**** ESTRATTO DEL DOCUMENTO

L’ATTESA NEL BAMBINO

I bambini piccoli vivono intensamente nel qui e ora. Hanno un senso del tempo molto soggettivo e slegato dalla realtà. Aspettare costa loro fatica e ne sono pressoché incapaci; vogliono gratificazioni istantanee che in parte sono di natura fisica. Un bambino affamato diventa capriccioso, noioso e fastidioso. La trasformazione che avviene dopo il pasto ha qualcosa di miracoloso: il bambino diventa allegro e simpatico. Anche un bambino che cova una malattia può avere all’inizio un comportamento irritabile. Solo quando la malattia si manifesta sappiamo a cosa era dovuto il malumore. (Dopo ripetute esperienze, ho deciso che un comportamento irritabile è un ottimo strumento per diagnosticare una malattia!).

Quando un bambino non ottiene quello che vuole ha la sensazione che l’attesa gli faccia male. È in parte una sensazione realistica, basata sulla sua esperienza che verte su di un totale egocentrismo, ma deve anche imparare che ogni tanto aspettare non guasta, che sopravviverà alla prova e ai sentimenti negativi suscitati in lui dall’attesa. A volte la reazione del bambino è tale che la madre, temendo che non possa tollerare l’attesa o non riuscendo lei stessa a tollerare l’impazienza del figlio, interrompe qualunque cosa stia facendo per precipitarsi da lui. Se l’esperienza dell’attesa si ripete più volte e ha una durata tollerabile, il bambino si abitua e acquisisce fiducia nella propria capacità di cavarsela da solo. È sempre importante che l’adulto dia un nome alla fatica e alle emozioni del bambino (“Accidenti è proprio una faticaccia dover aspettare, ti fa molto arrabbiare che non vengo subito eh?”), così che egli impari a riconoscere tali vissuti e a gestirli.

********

ATTIVITÀ:
Cita fedelmente la parte del testo sull'attesa nel bambino compresa tra "L’ATTESA NEL BAMBINO" e "diagnosticare una malattia!).", incluse queste parole. I dati che seguono non hanno alcun legame con il testo sull'attesa nel bambino.

**** DATI IN ESAME

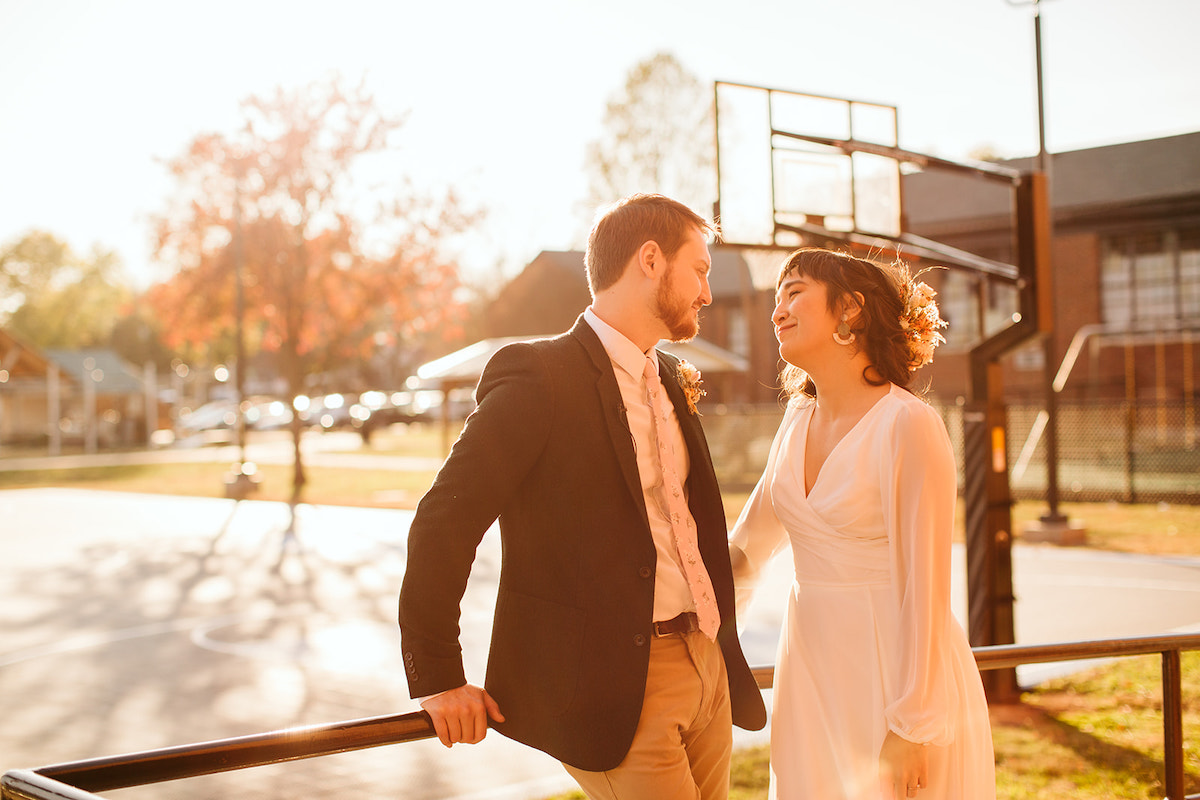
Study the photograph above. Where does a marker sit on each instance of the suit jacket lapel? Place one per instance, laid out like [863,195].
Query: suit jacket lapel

********
**** DATI IN ESAME

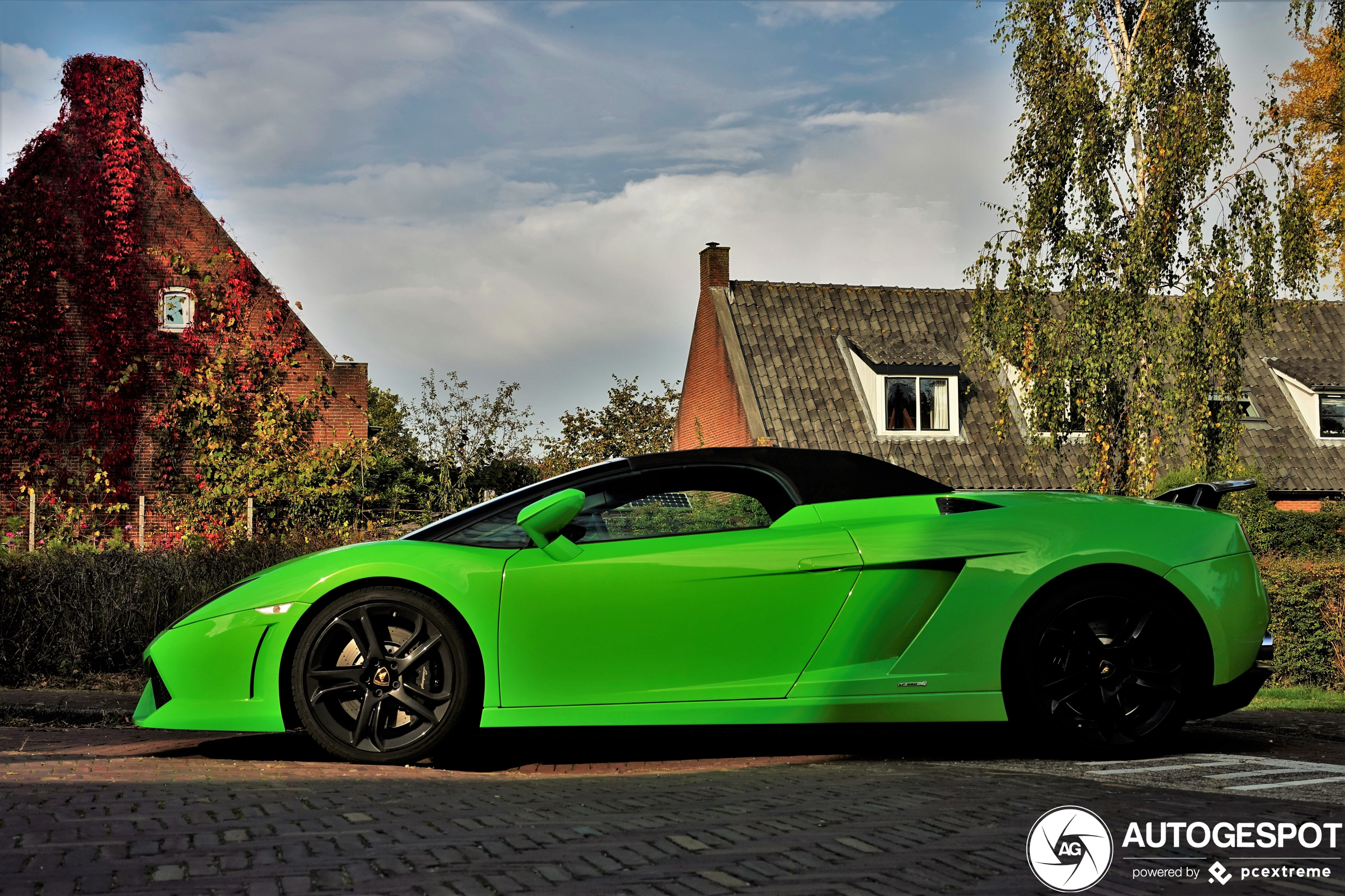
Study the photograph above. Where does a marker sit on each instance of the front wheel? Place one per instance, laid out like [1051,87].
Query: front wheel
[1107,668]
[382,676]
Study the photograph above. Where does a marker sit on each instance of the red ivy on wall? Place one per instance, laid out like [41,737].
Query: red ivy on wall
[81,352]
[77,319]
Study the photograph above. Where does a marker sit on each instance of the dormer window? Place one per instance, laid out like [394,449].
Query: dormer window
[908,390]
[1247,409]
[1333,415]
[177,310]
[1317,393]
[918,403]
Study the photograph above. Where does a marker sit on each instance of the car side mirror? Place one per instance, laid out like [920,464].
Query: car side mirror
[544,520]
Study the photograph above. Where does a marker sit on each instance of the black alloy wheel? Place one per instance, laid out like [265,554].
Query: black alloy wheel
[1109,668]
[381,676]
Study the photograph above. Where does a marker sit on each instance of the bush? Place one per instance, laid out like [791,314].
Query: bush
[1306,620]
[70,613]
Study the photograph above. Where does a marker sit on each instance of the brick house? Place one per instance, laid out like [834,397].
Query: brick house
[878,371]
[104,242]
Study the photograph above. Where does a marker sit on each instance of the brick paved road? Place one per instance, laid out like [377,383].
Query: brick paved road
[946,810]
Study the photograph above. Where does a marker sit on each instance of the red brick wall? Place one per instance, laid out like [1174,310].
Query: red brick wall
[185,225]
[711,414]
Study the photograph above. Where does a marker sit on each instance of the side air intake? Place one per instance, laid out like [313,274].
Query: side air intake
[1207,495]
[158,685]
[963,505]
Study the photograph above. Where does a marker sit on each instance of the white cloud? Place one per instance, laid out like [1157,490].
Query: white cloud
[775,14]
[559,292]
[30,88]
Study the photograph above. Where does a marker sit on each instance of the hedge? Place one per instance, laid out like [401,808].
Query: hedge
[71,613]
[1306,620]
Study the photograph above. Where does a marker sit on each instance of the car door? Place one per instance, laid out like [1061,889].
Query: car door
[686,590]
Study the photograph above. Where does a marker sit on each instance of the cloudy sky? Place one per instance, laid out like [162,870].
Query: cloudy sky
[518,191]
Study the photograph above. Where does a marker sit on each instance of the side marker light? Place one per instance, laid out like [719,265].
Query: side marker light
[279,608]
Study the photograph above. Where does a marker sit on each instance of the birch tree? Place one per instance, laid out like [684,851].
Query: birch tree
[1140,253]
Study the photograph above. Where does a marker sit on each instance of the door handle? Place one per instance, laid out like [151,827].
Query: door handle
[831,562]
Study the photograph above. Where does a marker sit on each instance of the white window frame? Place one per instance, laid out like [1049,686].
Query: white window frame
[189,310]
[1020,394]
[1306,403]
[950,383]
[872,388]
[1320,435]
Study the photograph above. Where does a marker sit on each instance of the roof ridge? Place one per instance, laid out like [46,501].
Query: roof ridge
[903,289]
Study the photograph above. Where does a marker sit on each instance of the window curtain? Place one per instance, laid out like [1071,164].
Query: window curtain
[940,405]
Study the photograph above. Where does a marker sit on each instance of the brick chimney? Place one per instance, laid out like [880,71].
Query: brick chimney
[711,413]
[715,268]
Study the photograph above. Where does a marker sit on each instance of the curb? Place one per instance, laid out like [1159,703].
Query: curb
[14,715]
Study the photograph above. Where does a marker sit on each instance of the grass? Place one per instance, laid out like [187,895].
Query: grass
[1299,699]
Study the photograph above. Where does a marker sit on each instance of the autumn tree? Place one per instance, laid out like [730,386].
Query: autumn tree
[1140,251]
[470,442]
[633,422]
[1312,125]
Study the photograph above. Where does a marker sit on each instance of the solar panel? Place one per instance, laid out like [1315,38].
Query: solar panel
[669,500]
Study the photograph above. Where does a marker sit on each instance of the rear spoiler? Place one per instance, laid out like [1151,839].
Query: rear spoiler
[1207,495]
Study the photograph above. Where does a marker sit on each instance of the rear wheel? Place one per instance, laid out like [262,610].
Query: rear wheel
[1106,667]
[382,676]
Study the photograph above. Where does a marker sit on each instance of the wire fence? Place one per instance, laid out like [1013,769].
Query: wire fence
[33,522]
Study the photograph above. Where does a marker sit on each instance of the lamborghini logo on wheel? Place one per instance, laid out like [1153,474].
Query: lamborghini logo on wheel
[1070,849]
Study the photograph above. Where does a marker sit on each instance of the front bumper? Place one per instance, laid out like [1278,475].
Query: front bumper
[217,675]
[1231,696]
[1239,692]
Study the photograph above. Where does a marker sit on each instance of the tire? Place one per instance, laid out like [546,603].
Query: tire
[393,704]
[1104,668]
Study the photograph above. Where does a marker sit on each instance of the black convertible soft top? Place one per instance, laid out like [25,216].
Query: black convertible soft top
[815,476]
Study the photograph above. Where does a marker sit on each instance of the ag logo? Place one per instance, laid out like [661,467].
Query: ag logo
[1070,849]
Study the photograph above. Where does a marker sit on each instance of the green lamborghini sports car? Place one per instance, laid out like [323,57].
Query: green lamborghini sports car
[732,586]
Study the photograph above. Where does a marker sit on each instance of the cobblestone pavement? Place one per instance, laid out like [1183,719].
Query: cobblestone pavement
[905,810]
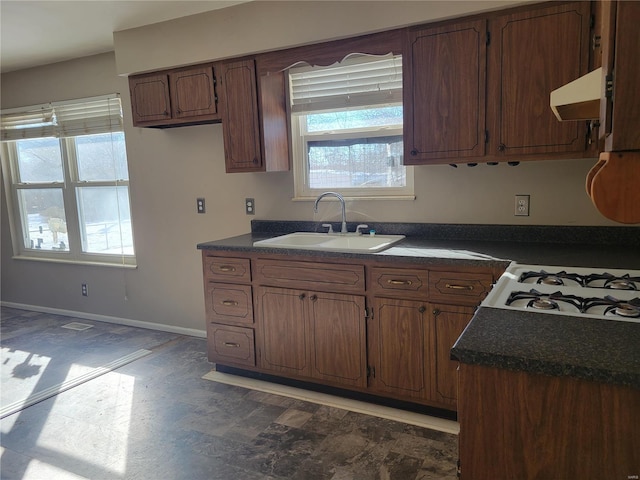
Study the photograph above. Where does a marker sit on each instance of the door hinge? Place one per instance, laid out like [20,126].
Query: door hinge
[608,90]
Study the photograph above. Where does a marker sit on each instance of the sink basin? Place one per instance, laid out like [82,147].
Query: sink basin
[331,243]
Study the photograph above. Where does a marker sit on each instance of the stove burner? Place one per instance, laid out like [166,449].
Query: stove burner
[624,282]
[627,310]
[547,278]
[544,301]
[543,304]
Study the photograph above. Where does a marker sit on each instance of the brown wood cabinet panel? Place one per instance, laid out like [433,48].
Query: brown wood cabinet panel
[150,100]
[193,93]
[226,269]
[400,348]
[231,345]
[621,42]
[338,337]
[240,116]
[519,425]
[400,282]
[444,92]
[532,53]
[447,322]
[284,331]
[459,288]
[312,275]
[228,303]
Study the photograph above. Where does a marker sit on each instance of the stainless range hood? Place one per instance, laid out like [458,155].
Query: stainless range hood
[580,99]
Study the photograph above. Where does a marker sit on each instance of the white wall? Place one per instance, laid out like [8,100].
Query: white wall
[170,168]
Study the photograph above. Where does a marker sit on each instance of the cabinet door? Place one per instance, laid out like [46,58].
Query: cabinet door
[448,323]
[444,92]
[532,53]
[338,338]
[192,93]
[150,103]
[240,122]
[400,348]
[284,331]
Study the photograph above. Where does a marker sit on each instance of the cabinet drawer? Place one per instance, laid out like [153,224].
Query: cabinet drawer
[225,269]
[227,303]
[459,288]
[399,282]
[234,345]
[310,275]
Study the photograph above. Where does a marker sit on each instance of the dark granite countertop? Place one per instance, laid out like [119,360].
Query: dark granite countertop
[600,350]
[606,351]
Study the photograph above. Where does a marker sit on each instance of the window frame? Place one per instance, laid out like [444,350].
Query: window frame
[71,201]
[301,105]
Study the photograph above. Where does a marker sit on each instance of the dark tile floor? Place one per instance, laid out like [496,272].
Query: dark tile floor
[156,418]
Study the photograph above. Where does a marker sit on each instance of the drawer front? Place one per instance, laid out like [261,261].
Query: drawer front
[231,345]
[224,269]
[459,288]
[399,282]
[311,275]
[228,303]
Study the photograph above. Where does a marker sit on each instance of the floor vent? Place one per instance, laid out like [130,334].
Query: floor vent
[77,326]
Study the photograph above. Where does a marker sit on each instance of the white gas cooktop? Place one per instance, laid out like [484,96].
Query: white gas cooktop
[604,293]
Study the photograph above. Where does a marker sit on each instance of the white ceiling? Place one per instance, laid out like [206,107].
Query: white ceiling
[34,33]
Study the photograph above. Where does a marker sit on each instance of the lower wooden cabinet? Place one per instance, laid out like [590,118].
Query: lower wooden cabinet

********
**** DATI IN ESAME

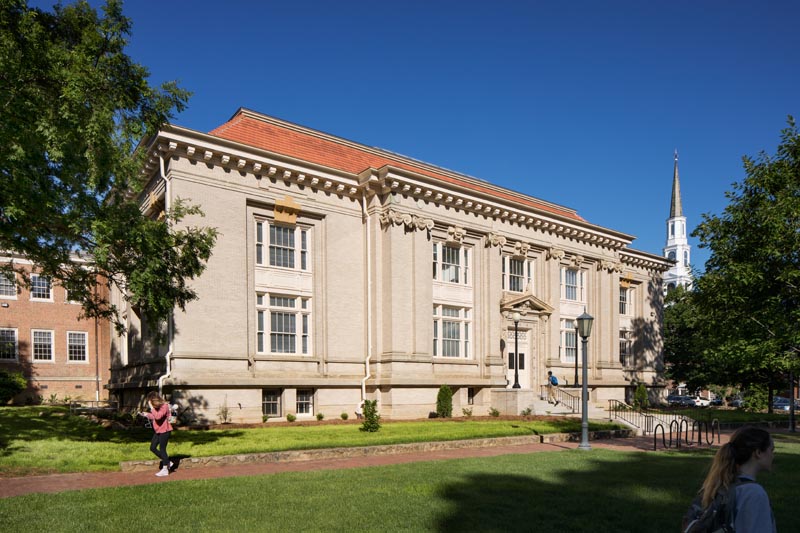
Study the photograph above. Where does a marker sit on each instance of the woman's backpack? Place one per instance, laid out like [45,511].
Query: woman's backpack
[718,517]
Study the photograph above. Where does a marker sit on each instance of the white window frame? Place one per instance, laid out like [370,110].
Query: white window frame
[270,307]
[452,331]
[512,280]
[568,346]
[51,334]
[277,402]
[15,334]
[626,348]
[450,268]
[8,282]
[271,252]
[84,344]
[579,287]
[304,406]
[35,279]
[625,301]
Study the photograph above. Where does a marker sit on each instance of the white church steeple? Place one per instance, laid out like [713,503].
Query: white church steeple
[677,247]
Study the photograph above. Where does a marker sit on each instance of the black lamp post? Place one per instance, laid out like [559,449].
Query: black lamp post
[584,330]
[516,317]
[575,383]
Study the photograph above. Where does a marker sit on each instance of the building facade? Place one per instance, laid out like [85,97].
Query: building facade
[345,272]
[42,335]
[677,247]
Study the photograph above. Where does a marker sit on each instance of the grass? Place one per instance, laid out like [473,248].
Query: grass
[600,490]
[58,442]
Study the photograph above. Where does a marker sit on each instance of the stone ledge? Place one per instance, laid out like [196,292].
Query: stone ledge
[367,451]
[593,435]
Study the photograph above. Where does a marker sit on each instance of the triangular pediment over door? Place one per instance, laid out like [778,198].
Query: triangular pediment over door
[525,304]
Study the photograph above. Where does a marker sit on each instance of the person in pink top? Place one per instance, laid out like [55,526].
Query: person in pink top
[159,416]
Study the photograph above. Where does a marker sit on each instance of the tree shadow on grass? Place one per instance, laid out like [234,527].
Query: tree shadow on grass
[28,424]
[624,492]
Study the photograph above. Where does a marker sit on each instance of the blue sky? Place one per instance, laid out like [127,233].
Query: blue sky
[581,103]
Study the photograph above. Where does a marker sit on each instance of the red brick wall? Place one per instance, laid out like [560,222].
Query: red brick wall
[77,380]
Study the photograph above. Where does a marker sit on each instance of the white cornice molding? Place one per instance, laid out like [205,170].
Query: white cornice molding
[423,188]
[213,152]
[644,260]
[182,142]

********

RISULTATO DELL'ATTIVITÀ:
L’ATTESA NEL BAMBINO

I bambini piccoli vivono intensamente nel qui e ora. Hanno un senso del tempo molto soggettivo e slegato dalla realtà. Aspettare costa loro fatica e ne sono pressoché incapaci; vogliono gratificazioni istantanee che in parte sono di natura fisica. Un bambino affamato diventa capriccioso, noioso e fastidioso. La trasformazione che avviene dopo il pasto ha qualcosa di miracoloso: il bambino diventa allegro e simpatico. Anche un bambino che cova una malattia può avere all’inizio un comportamento irritabile. Solo quando la malattia si manifesta sappiamo a cosa era dovuto il malumore. (Dopo ripetute esperienze, ho deciso che un comportamento irritabile è un ottimo strumento per diagnosticare una malattia!).